— Problem to work on —
The required output is the exact sequence of lines from the line holding "Where can the white trim" to the end of the records, inclusive.

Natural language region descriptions
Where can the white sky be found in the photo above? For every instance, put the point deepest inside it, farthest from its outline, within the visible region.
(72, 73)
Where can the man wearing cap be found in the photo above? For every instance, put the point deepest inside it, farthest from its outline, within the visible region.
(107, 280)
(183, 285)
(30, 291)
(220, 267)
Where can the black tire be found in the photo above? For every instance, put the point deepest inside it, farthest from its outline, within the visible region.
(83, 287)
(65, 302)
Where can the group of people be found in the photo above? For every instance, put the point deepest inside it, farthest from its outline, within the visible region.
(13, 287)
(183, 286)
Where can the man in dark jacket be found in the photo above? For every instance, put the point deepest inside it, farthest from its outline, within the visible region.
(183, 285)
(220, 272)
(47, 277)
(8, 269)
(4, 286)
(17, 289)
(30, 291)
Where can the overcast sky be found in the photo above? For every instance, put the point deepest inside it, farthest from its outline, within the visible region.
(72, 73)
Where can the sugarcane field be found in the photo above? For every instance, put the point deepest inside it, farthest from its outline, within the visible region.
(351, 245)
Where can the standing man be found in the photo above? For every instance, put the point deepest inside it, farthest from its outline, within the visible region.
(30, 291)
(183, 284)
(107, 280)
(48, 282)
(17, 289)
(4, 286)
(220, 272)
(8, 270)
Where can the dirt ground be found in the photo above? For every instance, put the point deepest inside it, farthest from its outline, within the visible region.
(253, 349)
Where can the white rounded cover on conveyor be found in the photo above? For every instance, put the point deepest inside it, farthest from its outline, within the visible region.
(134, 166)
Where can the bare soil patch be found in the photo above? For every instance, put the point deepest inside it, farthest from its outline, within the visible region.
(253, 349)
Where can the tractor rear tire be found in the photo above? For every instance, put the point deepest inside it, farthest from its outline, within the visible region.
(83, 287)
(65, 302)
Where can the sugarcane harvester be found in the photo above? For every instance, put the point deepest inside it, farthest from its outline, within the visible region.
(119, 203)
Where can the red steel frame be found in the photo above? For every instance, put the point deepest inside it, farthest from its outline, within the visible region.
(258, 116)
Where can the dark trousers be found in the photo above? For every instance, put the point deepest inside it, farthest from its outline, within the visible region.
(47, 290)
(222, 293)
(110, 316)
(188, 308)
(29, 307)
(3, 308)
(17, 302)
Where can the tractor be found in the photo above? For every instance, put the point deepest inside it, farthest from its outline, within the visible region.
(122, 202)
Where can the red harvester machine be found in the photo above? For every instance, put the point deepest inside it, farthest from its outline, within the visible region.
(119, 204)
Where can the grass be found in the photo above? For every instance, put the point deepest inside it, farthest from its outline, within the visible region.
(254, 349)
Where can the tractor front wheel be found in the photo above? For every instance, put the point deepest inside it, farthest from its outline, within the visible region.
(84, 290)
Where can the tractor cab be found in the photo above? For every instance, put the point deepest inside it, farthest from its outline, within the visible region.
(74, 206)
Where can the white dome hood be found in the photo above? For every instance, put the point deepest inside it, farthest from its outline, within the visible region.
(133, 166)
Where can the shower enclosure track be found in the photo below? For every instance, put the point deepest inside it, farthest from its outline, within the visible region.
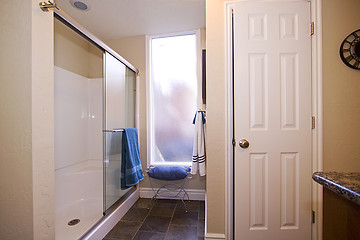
(76, 26)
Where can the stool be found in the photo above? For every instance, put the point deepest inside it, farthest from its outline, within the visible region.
(164, 177)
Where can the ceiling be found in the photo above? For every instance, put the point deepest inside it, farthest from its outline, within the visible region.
(111, 19)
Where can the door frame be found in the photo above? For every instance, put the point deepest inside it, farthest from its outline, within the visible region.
(317, 132)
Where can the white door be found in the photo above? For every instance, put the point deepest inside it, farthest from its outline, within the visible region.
(272, 110)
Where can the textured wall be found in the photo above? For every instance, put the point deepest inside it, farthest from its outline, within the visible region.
(341, 87)
(215, 87)
(26, 113)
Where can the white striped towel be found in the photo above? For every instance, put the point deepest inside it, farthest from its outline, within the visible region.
(199, 152)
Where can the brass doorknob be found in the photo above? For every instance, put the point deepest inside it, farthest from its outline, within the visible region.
(244, 143)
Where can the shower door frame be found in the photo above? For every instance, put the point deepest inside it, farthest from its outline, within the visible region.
(123, 201)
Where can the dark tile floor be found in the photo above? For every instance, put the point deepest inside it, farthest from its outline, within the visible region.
(166, 219)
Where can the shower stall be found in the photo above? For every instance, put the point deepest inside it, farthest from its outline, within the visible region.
(95, 99)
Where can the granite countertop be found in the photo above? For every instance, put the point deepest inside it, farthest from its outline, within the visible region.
(344, 184)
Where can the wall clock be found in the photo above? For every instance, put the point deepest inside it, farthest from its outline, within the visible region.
(350, 50)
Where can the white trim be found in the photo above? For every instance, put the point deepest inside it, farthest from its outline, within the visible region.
(229, 128)
(317, 137)
(194, 194)
(317, 198)
(104, 226)
(218, 236)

— Exercise output —
Where can the white trim be found in the photo above? For every instance, put the point deepest inside it, farthest from its outline, within the visible region.
(229, 128)
(317, 137)
(194, 194)
(317, 198)
(104, 226)
(218, 236)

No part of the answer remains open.